##### Record excerpts #####

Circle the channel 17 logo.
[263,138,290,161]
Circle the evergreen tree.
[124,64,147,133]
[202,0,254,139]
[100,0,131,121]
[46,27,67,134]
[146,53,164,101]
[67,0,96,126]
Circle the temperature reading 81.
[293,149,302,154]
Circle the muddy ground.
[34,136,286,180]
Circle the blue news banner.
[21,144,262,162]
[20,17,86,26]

#####
##### Record excerpts #####

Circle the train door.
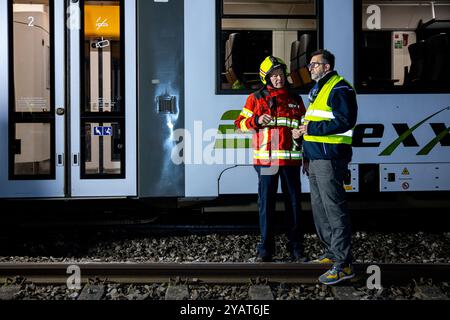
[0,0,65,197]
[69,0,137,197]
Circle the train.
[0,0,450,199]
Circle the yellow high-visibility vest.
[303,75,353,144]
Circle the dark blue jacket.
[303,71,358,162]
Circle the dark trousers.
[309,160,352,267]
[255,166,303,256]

#####

● **Instructions to follow**
Rewrite the rows above, starting at the line that has "Circle the evergreen tree." and stopping after the line that has "[20,17,86,26]". Copy the wording lines unchanged, but multiply every bounding-box coordinate by 0.7 and round it to the nearest whole number, rounding halves up, and give only those lines.

● **Output of the task**
Circle the evergreen tree.
[87,45,103,93]
[141,0,178,97]
[70,0,92,85]
[32,19,47,94]
[102,37,115,71]
[47,0,67,88]
Circle the temperature reading 81.
[205,104,211,108]
Circle the muddy ground.
[24,95,200,126]
Circle the blue news banner.
[15,101,183,113]
[14,12,60,18]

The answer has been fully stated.